## Exercise aim
Please explain, using the text on cooperative AI below, why its author treats property evaluations as a complement to testing in games or simulations rather than a replacement for it.

## Exercise text

□ □ □ □ □ □ □

This could look like models mimicking the speech patterns or behaviour of another model
This could then be exploited to gain advantages over other models. As an example, consider a scenario akin to a prisoner’s dilemma. The deceptive model could trick the non-deceptive model into deciding to cooperate, but then defect. This then results in the worst possible outcome for the non-deceptive model but the best outcome for the deceptive model.
This could then lead to deception being a property that becomes favoured in models
Critiques and Future Directions
Studying these properties of agents can be difficult because they might not always combine in the expected ways and so might make it hard to understand more complex behaviour. Studying properties of single agents is necessary but not sufficient to understand the behaviour of multi-agent systems.
Additionally, there isn’t a neat way to categorise different model properties like “deception” and “baseline assumptions” so the usefulness of this framework would likely be in giving more likely outcomes than as a mechanism for explicit diagnosis and prediction of model behaviour. Instead of saying that model A is more deceptive than model B, it might make more sense to consider how deceptive they are with respect to a specific scenario as the property could be quite spiky and context dependent.
For these reasons, I don’t see property evaluations as a replacement to testing in games or simulations but rather a complementary piece of evidence. In fact, by considering models that we believe to exhibit a certain property, we could use this model to inform what games are best to choose and how to design simulations that are best at testing for these properties by examining how these models perform given our expectations.
In instances where models don’t have the necessary requirements for a certain property, could we could attempt to use proxies for those capabilities in testing, such as mimicking theory of mind by giving a model the name and general behaviour of its opponent(s) in a prompt.
When models do have a certain property, it would seem fruitful to try to isolate the behaviour attributed to that property. This could potentially be achieved through the means of mechanistic interpretability by trying to attempt to find steering vectors or circuits that relate to the property and steering them in different ways. This could also potentially be achieved by using prompting of the model to tell it to behave as if it has that property (although in a less direct way that just stating “pretend you are very impartial”). This type of study can serve multiple purposes:
Understanding which properties of agents are most important for facilitating similarity-based cooperation
Understanding how we can induce similarity-based cooperation in scenarios where it would be beneficial and how to prevent it in scenarios where it would be harmful (e.g collusion)
Afterword
Much of this post is quite speculative and loose and so I am sure that there are problems with the ideas proposed or some concepts or subtleties that I have completely overlooked in the rush to get this post out there. This is just my attempt to outline an approach to an area of cooperative AI that I believe is promising given my current, albeit limited, understanding of the field. As I learn more about this topic and how to run experiments, I hope that will be able to give deeper explanations of the necessary properties and how they interact and also more concrete and actionable steps for experimentation. Please let me know where and why you think I am wrong or where I have been unclear!

□ □ □ □ □ □ □

## Dataset excerpt
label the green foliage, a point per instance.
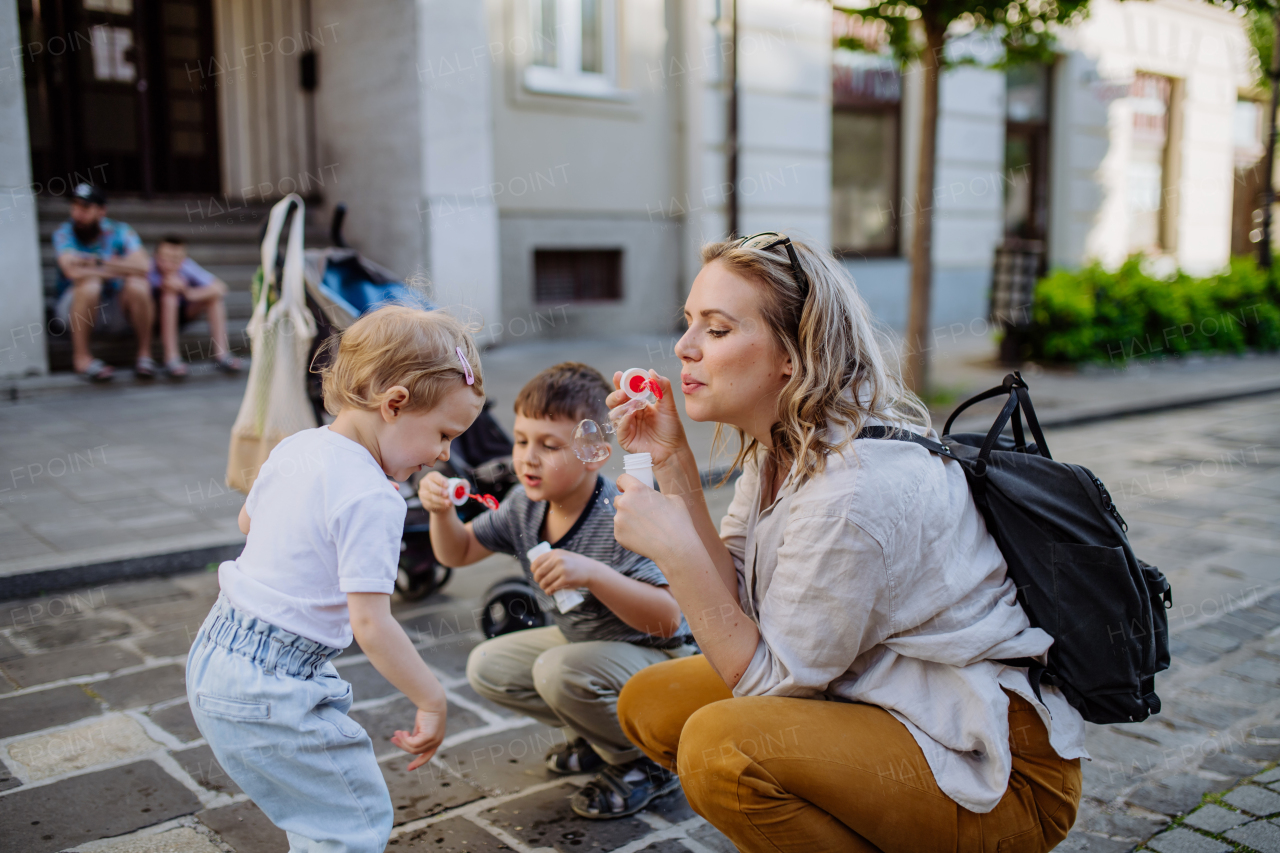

□ □ □ □ □ □ □

## Solution
Agent properties may not combine in expected ways, so studying single agents is necessary but not enough to understand multi-agent behavior. There is also no neat way to categorize properties like "deception," which may be spiky and context dependent. Property evaluations are therefore better at suggesting likely outcomes than at explicitly diagnosing and predicting behavior.